_TRECHO_:
Malta tem uma tradição católica muito forte, mas há sinais de redução. E Francisco adverte: às vezes “a estrutura pode ser religiosa, mas por trás daquela aparência a fé envelhece”. É necessário, portanto, “estar vigilantes para que as práticas religiosas não se reduzam à repetição de um repertório do passado, mas expressem uma fé viva, aberta, que difunda a alegria do Evangelho”. Porque "a alegria da Igreja é evangelizar!". O Papa o repete sete vezes.
O Papa deseja para Malta uma Igreja "que preze a amizade com Jesus" e "não a busca de espaço e atenções". Ele pede para fazer "sínodo", ou seja, "caminhar juntos". E “desenvolver a arte do acolhimento”, porque “o culto a Deus passa pela proximidade com o irmão”.

_ITENS APRESENTADOS_:
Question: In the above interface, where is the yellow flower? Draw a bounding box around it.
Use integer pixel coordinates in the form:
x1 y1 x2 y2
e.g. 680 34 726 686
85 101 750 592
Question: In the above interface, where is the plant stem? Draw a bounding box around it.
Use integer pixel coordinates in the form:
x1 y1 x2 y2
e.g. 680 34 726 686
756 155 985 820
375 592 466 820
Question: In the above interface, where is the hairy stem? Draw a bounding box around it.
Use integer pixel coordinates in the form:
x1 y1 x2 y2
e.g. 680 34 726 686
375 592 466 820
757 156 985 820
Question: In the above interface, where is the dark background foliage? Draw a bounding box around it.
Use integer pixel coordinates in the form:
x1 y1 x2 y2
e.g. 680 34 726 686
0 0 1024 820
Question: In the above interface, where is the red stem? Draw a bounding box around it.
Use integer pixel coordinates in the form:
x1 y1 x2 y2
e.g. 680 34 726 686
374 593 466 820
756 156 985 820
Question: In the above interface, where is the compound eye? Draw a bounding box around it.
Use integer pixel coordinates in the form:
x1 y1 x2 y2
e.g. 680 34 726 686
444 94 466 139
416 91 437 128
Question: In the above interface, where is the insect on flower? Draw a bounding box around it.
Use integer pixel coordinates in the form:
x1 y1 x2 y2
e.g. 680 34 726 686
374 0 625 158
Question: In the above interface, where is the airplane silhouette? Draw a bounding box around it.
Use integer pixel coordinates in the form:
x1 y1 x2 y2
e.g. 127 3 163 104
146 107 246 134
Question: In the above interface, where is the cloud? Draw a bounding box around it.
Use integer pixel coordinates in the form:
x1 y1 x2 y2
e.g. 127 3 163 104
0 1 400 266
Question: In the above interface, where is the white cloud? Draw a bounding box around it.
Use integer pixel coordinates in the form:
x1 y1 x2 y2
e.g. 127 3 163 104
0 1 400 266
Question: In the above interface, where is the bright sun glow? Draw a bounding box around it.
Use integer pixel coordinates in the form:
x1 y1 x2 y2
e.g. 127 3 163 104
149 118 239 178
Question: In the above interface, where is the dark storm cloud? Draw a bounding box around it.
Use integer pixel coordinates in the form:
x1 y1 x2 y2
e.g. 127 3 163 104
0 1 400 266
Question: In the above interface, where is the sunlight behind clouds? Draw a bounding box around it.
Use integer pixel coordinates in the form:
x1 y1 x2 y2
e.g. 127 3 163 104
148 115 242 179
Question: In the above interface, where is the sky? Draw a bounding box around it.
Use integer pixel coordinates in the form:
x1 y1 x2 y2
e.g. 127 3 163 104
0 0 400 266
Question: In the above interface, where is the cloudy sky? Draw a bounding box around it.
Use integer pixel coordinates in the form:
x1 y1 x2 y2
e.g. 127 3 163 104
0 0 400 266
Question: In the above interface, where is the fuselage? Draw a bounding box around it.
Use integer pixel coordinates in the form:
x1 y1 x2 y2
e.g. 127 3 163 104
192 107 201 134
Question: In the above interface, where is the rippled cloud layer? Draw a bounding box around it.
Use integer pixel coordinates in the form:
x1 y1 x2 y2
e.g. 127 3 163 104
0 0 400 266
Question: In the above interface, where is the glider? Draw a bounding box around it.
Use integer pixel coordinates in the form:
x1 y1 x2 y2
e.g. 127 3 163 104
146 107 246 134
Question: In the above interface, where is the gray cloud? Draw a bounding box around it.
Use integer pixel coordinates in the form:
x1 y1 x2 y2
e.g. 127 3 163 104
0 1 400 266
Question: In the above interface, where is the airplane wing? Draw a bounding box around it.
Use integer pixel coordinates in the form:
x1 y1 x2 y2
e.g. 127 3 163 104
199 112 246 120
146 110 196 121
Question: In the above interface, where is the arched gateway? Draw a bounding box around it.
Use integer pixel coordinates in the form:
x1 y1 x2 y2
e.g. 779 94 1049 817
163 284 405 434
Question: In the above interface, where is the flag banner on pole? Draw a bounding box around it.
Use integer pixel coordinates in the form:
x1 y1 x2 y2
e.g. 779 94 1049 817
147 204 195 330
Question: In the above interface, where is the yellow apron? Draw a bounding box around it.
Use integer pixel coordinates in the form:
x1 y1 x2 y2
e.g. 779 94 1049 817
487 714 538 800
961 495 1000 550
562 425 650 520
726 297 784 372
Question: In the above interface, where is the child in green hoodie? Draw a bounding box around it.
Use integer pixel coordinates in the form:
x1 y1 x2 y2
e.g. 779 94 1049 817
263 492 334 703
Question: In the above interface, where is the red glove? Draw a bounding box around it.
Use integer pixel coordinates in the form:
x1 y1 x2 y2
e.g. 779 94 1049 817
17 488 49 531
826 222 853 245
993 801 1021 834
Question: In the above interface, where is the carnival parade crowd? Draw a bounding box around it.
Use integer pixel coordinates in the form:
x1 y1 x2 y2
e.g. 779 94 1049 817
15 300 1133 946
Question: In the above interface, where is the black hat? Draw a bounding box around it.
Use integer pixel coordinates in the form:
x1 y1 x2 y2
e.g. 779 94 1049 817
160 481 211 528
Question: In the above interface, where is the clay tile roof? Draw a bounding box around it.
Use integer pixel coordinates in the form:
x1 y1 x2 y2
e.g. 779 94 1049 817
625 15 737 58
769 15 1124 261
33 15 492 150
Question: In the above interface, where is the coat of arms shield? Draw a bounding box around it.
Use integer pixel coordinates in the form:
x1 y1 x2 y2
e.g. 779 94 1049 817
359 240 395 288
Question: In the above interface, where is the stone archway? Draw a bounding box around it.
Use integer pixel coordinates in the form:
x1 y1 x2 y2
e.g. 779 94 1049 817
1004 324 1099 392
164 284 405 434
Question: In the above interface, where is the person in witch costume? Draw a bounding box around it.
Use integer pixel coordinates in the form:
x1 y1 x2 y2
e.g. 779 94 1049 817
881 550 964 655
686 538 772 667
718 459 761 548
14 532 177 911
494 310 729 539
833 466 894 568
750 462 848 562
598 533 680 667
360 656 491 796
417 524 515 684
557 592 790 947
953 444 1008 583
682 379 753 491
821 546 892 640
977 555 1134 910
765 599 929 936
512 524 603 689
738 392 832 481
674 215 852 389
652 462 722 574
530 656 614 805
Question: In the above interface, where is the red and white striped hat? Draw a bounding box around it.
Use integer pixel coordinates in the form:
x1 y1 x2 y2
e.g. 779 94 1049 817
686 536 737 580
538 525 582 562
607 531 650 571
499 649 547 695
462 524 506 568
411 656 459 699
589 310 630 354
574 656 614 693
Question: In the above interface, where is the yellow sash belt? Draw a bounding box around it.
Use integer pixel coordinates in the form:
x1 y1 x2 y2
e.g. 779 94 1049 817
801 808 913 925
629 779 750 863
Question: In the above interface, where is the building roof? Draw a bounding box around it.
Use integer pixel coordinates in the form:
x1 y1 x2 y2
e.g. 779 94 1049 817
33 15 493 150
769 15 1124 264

_TAREFA 1_:
Reproduza o trecho sobre a Igreja em Malta desde "Malta tem uma" até "repete sete vezes.", inclusive.
_TAREFA 2_:
Responda às perguntas abaixo com base no trecho sobre a Igreja em Malta.
(a) Quantas vezes o Papa repete que a alegria da Igreja é evangelizar?
(b) Que significado o Papa atribui à palavra "sínodo"?
(c) Segundo o Papa, por onde passa o culto a Deus?
_TAREFA 3_:
Traduza para o inglês a seguinte frase do trecho sobre a Igreja em Malta: "O Papa deseja para Malta uma Igreja "que preze a amizade com Jesus" e "não a busca de espaço e atenções"."

_RESPOSTA 1_:
Malta tem uma tradição católica muito forte, mas há sinais de redução. E Francisco adverte: às vezes “a estrutura pode ser religiosa, mas por trás daquela aparência a fé envelhece”. É necessário, portanto, “estar vigilantes para que as práticas religiosas não se reduzam à repetição de um repertório do passado, mas expressem uma fé viva, aberta, que difunda a alegria do Evangelho”. Porque "a alegria da Igreja é evangelizar!". O Papa o repete sete vezes.

_RESPOSTA 2_:
(a) Sete vezes.
(b) Caminhar juntos.
(c) Pela proximidade com o irmão.

_RESPOSTA 3_:
The Pope wishes for Malta a Church "that values friendship with Jesus" and "not the pursuit of space and attention."